DOCUMENT PASSAGE —
>>>>
Because we had so many antibodies that claimed to detect MyD88, this presented an opportunity to compare localization of the same protein using different antibodies ( Figure 7C). MyD88 (sc-11356) was expressed only in the TH, suggesting neuronal expression. In contrast, ab2064 and ab2068 were expressed in all fractions, although highest in microglia and in the negative fraction. MyD88 (sc-8197) gave such strange results with vastly different molecular weight bands across the fractions, that it was not included. MyD88 (sc-74532) was not used because tests revealed that the signal was at the wrong molecular weight ( Figure 6H). These results were particularly concerning because every antibody tested in the knockout was non-specific and different antibodies produced different results.

The rest of the MyD88-pathway produced equally confusing results. Like TLR2, IRAK1 protein was expressed in every fraction except microglia. TLR4 showed highest expression in the TH, but faint expression in other fractions at a slightly lower molecular weight. For TRAF6, we had two antibodies from the same company, sc-8409 (monoclonal mouse) and sc-7221 (rabbit polyclonal). Both antibodies produced several bands ( Figure 7E), making it difficult to determine what signal was real. TRAF6 should run at 60 kD, which corresponds to the middle band on the sc-8409 blot and top and on the sc-7221 blot. Based on these bands, expression appears to be highest in the TH and the astrocyte fraction. IKKβ was primarily localized to the TH ( Figure 7F), which is consistent with the neuronal localization seen in immunohistochemistry data from our lab ³⁹ , but inconsistent with the qPCR data.

Protein expression evaluation was limited for the TRIF-dependent pathway (due to antibody challenges) and only expression of IRF3 and IKK ε was determined ( Figure 7G and H). IRF3 was expressed in all fractions, but highest expression was in the negative fraction. IKK ε was evaluated using two antibodies, sc-5693 (goat polyclonal) and sc-376114 (mouse monoclonal). IKK ε sc-5693 is a very weak antibody, but detected some protein in the control sample and total homogenate (the bands in the astrocyte fraction are suspected to be bleed through). IKK ε (sc-376114) is supposed to be expressed at 80 kD, which corresponds to the top band; however, the multiple bands raise concerns.
<<<<
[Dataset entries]
>>>>
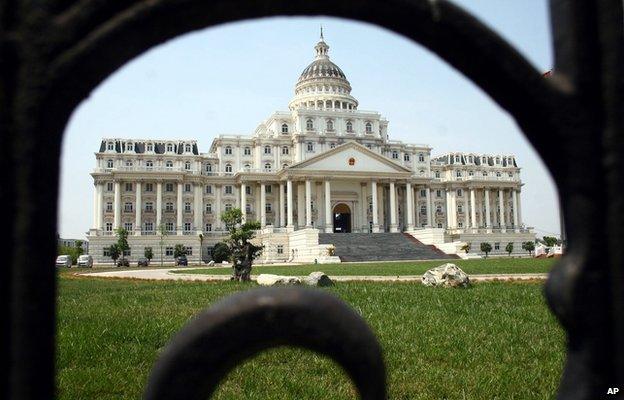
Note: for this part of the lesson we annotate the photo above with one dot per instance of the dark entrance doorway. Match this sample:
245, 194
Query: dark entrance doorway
342, 218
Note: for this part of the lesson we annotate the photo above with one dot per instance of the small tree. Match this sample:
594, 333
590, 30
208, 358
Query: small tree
114, 252
509, 248
528, 246
179, 250
162, 233
466, 248
122, 242
243, 252
148, 253
486, 248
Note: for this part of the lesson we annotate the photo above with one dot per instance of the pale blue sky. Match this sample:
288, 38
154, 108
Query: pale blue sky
227, 79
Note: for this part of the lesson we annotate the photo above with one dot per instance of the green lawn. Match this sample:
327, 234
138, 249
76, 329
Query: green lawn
478, 266
494, 340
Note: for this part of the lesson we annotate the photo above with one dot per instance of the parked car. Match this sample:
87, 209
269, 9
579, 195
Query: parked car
85, 260
123, 263
63, 261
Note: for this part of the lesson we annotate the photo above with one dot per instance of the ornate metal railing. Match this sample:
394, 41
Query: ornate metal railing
53, 53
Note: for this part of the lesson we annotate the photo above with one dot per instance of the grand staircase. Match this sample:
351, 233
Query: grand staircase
380, 247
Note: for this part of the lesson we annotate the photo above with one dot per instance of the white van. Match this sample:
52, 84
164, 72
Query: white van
85, 260
63, 261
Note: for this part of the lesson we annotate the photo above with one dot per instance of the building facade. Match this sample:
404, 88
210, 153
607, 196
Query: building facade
322, 166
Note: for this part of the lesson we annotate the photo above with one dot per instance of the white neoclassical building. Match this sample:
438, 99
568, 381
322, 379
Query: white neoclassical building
322, 166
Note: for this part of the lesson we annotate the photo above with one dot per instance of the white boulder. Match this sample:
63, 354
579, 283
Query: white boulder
448, 275
318, 279
275, 280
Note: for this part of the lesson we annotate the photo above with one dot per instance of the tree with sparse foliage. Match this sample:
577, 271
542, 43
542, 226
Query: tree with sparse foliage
179, 250
114, 251
486, 248
528, 246
242, 251
148, 253
509, 248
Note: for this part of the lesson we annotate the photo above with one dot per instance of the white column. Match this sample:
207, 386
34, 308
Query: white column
473, 211
393, 223
501, 205
262, 205
158, 204
364, 207
488, 217
282, 206
329, 221
429, 208
308, 188
138, 209
514, 198
300, 205
409, 199
290, 205
117, 206
198, 208
375, 212
243, 203
179, 210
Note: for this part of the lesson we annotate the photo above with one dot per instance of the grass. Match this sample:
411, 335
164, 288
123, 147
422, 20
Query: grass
475, 266
492, 341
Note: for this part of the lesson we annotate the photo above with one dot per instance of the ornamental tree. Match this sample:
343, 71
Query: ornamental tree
242, 251
486, 248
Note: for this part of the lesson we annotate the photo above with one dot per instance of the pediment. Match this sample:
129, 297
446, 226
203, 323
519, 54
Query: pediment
350, 157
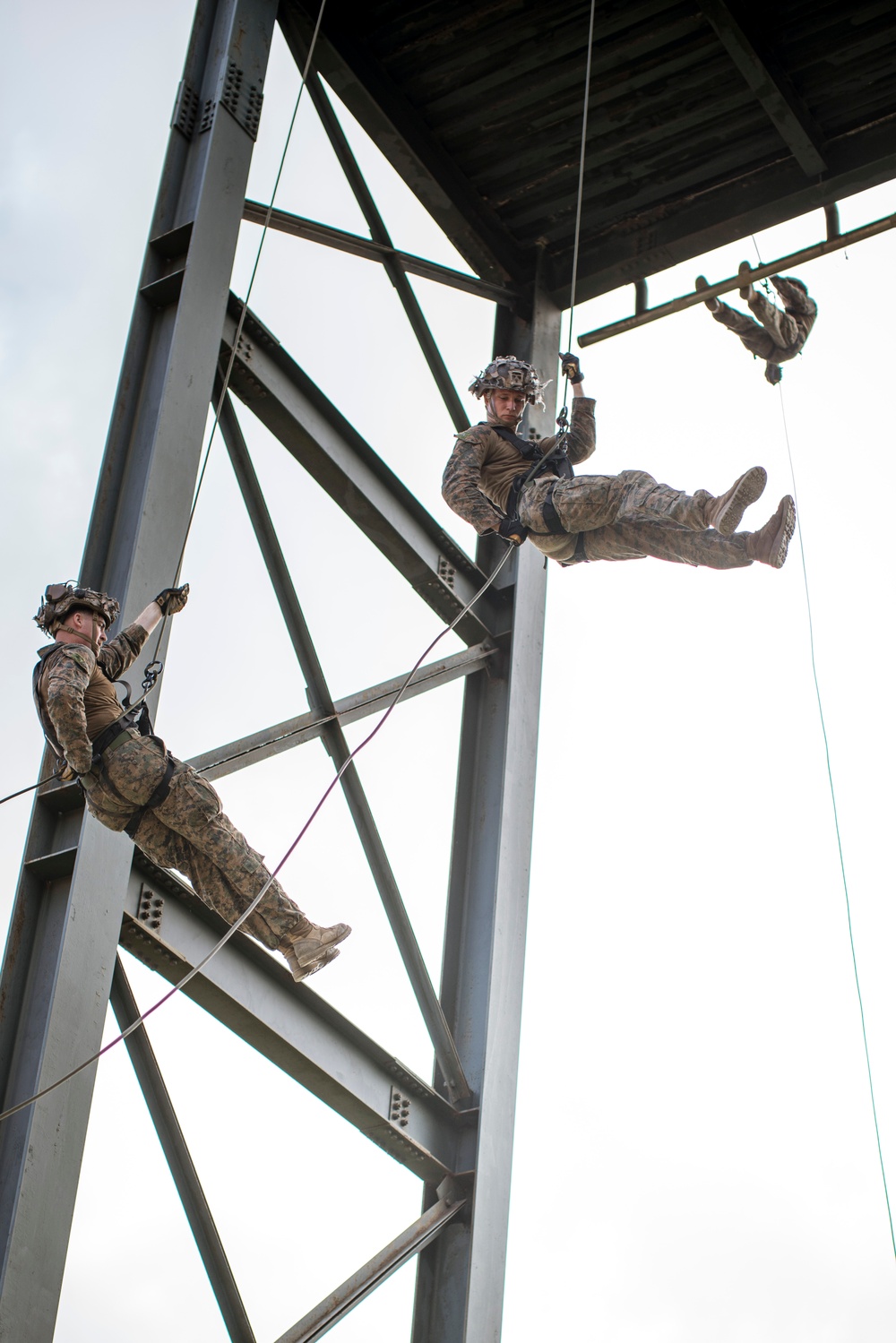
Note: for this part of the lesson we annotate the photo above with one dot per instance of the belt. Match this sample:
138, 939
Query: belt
112, 734
125, 735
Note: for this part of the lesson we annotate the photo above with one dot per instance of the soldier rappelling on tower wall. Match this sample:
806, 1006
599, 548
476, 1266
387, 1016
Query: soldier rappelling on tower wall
777, 336
132, 783
592, 517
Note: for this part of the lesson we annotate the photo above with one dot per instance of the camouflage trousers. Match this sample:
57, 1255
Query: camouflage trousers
626, 517
775, 337
190, 831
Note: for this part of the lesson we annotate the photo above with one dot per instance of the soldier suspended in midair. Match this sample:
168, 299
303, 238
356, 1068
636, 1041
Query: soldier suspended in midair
134, 783
592, 517
777, 336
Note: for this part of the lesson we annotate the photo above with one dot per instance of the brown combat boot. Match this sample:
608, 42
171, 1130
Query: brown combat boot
770, 543
311, 947
726, 512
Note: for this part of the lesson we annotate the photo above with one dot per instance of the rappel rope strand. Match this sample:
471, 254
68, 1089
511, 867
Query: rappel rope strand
30, 788
833, 804
250, 909
562, 436
578, 203
241, 323
226, 384
840, 847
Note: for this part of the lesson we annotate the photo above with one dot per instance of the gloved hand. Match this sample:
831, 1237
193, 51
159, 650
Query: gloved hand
513, 530
571, 368
171, 600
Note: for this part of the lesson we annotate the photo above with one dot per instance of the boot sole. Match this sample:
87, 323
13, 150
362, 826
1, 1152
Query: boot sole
330, 955
750, 489
316, 952
783, 535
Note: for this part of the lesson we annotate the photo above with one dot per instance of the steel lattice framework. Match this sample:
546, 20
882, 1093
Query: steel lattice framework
699, 133
85, 891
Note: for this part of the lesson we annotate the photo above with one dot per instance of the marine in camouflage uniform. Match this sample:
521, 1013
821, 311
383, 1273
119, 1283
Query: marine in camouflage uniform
777, 336
592, 517
131, 782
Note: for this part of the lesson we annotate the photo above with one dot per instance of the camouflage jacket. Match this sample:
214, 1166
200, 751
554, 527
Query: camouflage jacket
482, 466
61, 678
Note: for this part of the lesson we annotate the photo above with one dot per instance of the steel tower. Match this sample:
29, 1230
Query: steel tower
85, 891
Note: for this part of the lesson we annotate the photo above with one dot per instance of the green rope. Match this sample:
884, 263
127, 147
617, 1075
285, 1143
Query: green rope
840, 847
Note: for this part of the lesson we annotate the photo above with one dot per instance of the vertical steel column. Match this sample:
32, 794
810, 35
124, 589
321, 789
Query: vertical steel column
65, 925
460, 1291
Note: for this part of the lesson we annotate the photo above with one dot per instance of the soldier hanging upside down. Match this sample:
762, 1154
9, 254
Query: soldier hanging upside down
134, 783
777, 336
592, 517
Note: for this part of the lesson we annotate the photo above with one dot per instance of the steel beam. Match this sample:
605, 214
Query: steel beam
322, 702
308, 425
65, 925
309, 727
253, 994
771, 88
653, 238
376, 1270
357, 246
726, 287
379, 234
174, 1144
394, 126
460, 1289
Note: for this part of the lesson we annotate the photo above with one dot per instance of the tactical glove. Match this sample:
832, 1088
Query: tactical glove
513, 530
571, 368
171, 600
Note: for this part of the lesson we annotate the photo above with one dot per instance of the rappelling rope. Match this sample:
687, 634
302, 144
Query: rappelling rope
840, 845
182, 984
405, 685
833, 804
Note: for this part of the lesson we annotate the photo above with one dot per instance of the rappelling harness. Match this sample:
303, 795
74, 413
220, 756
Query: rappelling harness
134, 723
554, 462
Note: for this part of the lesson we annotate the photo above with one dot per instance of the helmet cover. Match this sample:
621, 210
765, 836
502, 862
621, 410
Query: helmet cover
508, 374
61, 599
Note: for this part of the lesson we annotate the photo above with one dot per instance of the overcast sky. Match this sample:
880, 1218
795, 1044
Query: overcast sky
694, 1154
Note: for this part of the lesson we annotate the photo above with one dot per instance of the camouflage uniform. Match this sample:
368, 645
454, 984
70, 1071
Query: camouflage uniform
187, 831
603, 517
777, 336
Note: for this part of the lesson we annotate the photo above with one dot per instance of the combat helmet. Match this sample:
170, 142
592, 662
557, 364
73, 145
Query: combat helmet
796, 296
62, 598
509, 374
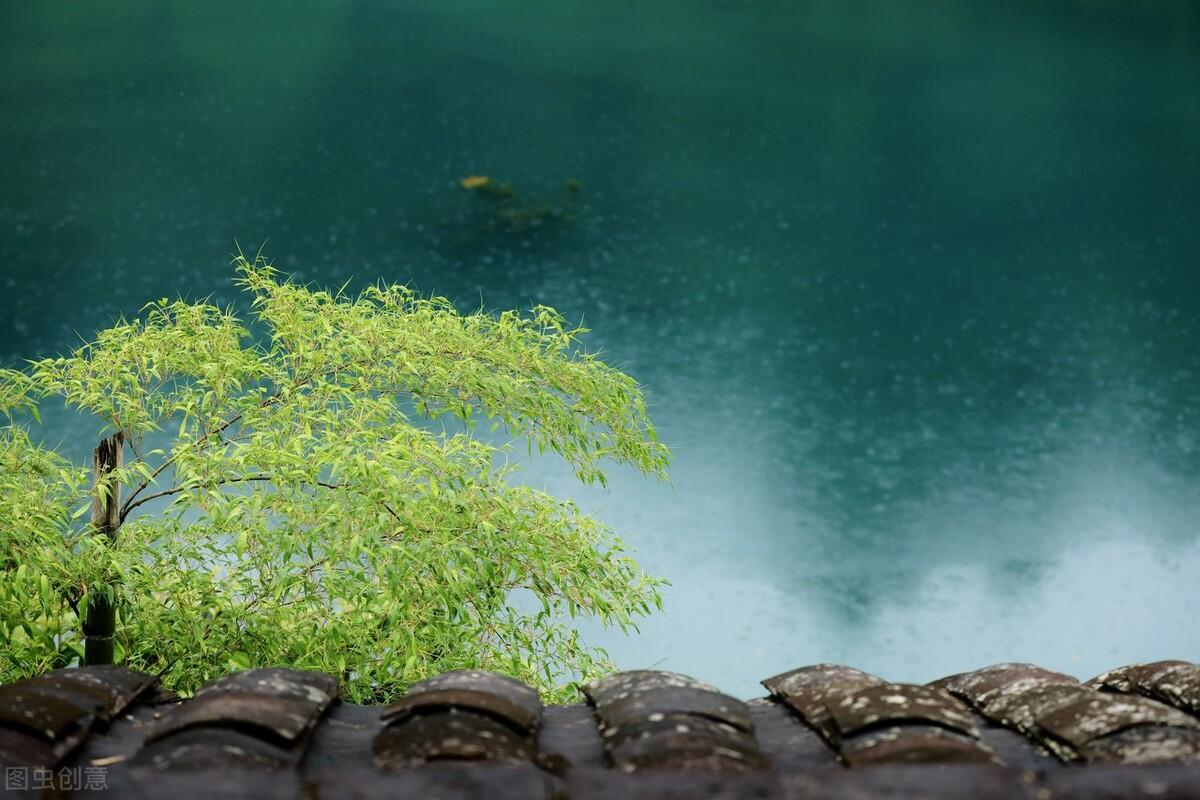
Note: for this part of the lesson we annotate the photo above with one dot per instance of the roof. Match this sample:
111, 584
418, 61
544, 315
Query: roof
826, 731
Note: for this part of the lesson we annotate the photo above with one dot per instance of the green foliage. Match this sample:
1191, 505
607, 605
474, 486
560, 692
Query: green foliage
299, 506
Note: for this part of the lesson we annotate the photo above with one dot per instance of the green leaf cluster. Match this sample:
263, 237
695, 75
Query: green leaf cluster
315, 495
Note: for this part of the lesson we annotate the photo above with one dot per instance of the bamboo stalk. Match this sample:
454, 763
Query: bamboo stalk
100, 625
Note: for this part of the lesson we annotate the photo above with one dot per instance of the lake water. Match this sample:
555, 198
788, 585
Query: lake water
913, 288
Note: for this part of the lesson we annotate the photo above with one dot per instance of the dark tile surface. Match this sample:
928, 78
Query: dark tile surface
1009, 731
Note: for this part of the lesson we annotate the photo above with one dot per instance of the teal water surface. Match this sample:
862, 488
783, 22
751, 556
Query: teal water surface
913, 288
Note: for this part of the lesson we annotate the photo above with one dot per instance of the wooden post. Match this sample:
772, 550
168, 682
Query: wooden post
100, 624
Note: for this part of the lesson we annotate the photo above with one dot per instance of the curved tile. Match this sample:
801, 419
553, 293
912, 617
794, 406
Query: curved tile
487, 692
659, 720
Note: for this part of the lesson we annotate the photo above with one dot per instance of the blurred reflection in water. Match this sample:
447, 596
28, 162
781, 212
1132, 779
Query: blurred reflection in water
915, 293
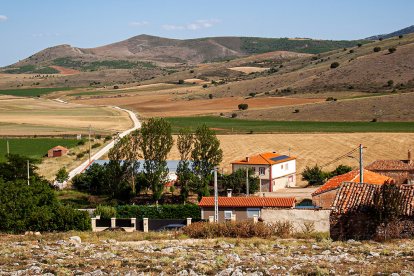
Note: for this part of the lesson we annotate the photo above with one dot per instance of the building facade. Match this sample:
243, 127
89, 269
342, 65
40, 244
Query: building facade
274, 171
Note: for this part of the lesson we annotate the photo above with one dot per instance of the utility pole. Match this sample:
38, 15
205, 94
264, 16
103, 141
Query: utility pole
215, 196
247, 182
89, 143
28, 173
361, 167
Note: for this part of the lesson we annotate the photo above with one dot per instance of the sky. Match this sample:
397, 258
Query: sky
28, 26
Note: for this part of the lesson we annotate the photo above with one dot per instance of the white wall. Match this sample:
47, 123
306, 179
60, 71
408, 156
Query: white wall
298, 218
277, 170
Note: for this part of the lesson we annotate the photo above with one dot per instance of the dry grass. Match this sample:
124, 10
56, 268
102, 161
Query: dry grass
30, 116
311, 149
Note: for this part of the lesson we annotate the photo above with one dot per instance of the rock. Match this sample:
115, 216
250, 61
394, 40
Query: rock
75, 240
374, 254
326, 252
168, 250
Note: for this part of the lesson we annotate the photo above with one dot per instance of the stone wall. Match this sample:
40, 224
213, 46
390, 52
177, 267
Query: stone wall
300, 218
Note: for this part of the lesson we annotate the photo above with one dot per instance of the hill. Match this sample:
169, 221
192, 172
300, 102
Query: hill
145, 51
404, 31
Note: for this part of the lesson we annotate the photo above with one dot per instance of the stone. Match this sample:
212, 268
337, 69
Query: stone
75, 240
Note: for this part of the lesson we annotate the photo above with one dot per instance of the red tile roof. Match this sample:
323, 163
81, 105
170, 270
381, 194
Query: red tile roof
285, 202
352, 195
264, 159
335, 182
391, 165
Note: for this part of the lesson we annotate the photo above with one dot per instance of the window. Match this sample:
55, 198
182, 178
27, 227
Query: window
262, 170
253, 212
227, 215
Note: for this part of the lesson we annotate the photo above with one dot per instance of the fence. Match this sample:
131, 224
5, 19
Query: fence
132, 224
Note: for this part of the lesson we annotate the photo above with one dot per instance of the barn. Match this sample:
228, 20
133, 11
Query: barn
57, 151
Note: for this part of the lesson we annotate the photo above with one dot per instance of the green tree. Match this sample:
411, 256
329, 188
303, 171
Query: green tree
62, 175
314, 175
155, 145
185, 175
206, 155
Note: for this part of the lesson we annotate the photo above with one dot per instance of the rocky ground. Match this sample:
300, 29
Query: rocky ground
163, 254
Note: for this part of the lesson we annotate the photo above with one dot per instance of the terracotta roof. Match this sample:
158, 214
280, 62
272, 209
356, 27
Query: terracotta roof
391, 165
335, 182
352, 195
265, 159
285, 202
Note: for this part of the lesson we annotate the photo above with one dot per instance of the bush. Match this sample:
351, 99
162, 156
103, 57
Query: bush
243, 106
106, 212
334, 65
377, 49
167, 211
238, 229
96, 145
35, 207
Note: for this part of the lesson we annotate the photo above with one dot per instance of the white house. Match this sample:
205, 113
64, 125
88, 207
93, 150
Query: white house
275, 171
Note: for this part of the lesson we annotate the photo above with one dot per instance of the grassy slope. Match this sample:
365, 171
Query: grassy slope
34, 148
33, 92
225, 125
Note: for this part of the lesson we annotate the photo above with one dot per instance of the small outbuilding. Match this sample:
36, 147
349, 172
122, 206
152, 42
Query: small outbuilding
57, 151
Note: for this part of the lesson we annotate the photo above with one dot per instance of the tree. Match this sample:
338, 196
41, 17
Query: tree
392, 50
127, 150
185, 176
243, 106
155, 145
334, 65
62, 175
314, 175
206, 155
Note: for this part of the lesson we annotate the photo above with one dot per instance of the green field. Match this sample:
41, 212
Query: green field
33, 147
229, 126
32, 92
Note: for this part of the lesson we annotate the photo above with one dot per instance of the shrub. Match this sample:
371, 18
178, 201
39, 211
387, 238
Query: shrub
106, 212
334, 64
243, 106
166, 211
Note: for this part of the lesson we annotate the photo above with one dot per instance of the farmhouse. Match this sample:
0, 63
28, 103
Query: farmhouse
402, 171
325, 195
242, 208
274, 171
57, 151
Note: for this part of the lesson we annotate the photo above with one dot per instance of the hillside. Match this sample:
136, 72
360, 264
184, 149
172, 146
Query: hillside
404, 31
145, 51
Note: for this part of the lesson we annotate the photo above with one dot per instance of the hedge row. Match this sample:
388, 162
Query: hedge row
166, 211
<<<<
TO DO —
**A)** Decide whether each statement agrees with the passage on MyD88-pathway protein expression: (i) MyD88 (sc-74532) was left out because its signal appeared at the wrong molecular weight; (ii) IRAK1 protein was highest in the microglia fraction; (iii) IRF3 showed its highest expression in the astrocyte fraction. Answer yes or no for each and quote the words of the passage that settle it.
**B)** Resume the passage on MyD88-pathway protein expression after its final sentence.
These records were drawn from a separate source.

EXERCISE ANSWERS —
**A)**
(i) Yes: "MyD88 (sc-74532) was not used because tests revealed that the signal was at the wrong molecular weight"
(ii) No: "IRAK1 protein was expressed in every fraction except microglia"
(iii) No: "IRF3 was expressed in all fractions, but highest expression was in the negative fraction"

**B)**
Several of the proteins evaluated with western blot have also been investigated in brain tissue using immunohistochemistry with the same or different antibodies. Examples of these are shown in Figure S4. Immunohistochemistry reveals highly neuronal expression in tissue for MyD88 (sc-8197), IRAK1 (sc-7883), and TRAF6 (sc-7221). These results are relatively consistent across TLR-pathway antibodies that have been tested in our lab (high neuronal staining). Interestingly, attempts to look at Irf3 mRNA expression via in situ hybridization also suggested neuronal localization ( Figure S5). Because we knew that Irf3 mRNA should be in microglia, we tested a microglial marker, Tmem119 ⁴⁰ , using the same in situ protocol. Tmem119 also failed to express in microglia ( Figures S5C and D), suggesting that there may be a permeability issue when targeting glial cells in tissue, resulting in high background staining in neurons. It is worth noting that Irf3, which is more heterogeneous across cell types, showed a much stronger neuronal signal than Tmem119, which should only be in microglia. This suggested to us that the small amount of Irf3 localized in neurons was all we could detect, while the detected neuronal Tmem119 was just background due to increased probe concentrations.